• _Set problem_
Reproduce verbatim every line of the listing from the line containing "Please trace the outline of every instance of the **pile" through the end of the listing, both included.

-- start Given data --

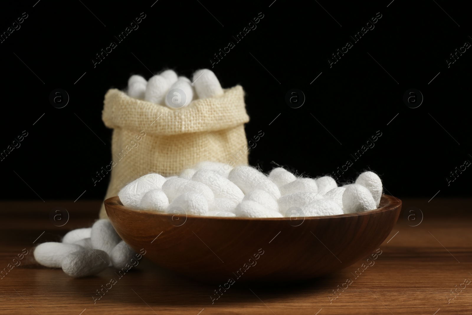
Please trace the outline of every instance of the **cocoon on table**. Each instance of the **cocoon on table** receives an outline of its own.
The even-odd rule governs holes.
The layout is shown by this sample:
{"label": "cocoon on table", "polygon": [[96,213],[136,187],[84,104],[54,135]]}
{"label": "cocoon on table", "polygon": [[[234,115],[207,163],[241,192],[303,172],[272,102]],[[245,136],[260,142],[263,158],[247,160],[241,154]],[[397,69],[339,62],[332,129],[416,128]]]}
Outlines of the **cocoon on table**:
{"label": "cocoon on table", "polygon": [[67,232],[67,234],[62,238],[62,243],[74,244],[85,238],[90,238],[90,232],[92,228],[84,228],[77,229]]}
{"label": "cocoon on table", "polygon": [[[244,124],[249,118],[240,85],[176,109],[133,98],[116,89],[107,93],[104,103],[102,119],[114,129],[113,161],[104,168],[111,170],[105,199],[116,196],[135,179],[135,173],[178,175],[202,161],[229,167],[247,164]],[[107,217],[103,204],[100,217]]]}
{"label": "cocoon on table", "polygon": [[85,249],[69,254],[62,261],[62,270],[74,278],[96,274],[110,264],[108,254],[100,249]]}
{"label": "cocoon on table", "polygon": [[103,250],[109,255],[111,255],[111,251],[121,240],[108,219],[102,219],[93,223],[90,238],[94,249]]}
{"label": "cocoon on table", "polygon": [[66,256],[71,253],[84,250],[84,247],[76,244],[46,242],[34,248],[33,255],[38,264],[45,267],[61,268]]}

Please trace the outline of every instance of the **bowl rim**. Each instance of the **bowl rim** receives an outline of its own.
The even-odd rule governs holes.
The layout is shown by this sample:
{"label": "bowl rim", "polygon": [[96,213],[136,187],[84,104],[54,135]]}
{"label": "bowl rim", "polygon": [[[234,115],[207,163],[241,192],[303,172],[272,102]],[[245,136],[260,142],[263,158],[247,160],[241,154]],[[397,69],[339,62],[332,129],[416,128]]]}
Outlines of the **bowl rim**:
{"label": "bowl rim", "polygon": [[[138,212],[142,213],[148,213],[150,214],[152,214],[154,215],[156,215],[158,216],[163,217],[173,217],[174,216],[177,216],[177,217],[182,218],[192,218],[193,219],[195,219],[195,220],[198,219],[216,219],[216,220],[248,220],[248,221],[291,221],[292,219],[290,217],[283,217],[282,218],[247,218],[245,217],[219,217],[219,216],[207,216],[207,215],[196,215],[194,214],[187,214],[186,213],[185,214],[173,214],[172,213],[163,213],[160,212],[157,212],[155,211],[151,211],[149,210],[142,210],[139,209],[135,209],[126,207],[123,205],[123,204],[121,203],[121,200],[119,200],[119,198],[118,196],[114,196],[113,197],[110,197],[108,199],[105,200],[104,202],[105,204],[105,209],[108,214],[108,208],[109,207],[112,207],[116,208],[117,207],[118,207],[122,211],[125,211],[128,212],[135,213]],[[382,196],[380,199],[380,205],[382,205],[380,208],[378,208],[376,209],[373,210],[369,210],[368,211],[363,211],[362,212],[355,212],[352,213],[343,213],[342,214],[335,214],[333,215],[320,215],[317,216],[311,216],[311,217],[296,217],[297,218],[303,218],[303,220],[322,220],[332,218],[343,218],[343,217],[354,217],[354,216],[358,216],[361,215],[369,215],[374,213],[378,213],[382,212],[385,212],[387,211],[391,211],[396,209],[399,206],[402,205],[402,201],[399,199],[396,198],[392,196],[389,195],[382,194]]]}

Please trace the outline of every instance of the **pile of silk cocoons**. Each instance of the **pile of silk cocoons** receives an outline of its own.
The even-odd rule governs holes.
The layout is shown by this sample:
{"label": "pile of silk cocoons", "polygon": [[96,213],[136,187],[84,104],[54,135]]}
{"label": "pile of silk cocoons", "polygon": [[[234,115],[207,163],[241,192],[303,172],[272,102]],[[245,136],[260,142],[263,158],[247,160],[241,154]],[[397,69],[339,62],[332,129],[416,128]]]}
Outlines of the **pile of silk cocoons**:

-- end Given data --

• _The solution_
Please trace the outline of every instance of the **pile of silk cocoons**. Each instance of the **pile of silk cocoons** receives an outline of its own.
The even-odd rule governs holes.
The layout is shown by this sample:
{"label": "pile of silk cocoons", "polygon": [[96,213],[136,187],[84,104],[54,135]]}
{"label": "pile of silk cocoons", "polygon": [[[234,115],[207,163],[241,192],[303,172],[272,102]],[[245,136],[260,142],[263,158],[247,160],[241,154]],[[397,69],[339,62],[332,129],[416,128]]]}
Outlines of the **pile of silk cocoons**:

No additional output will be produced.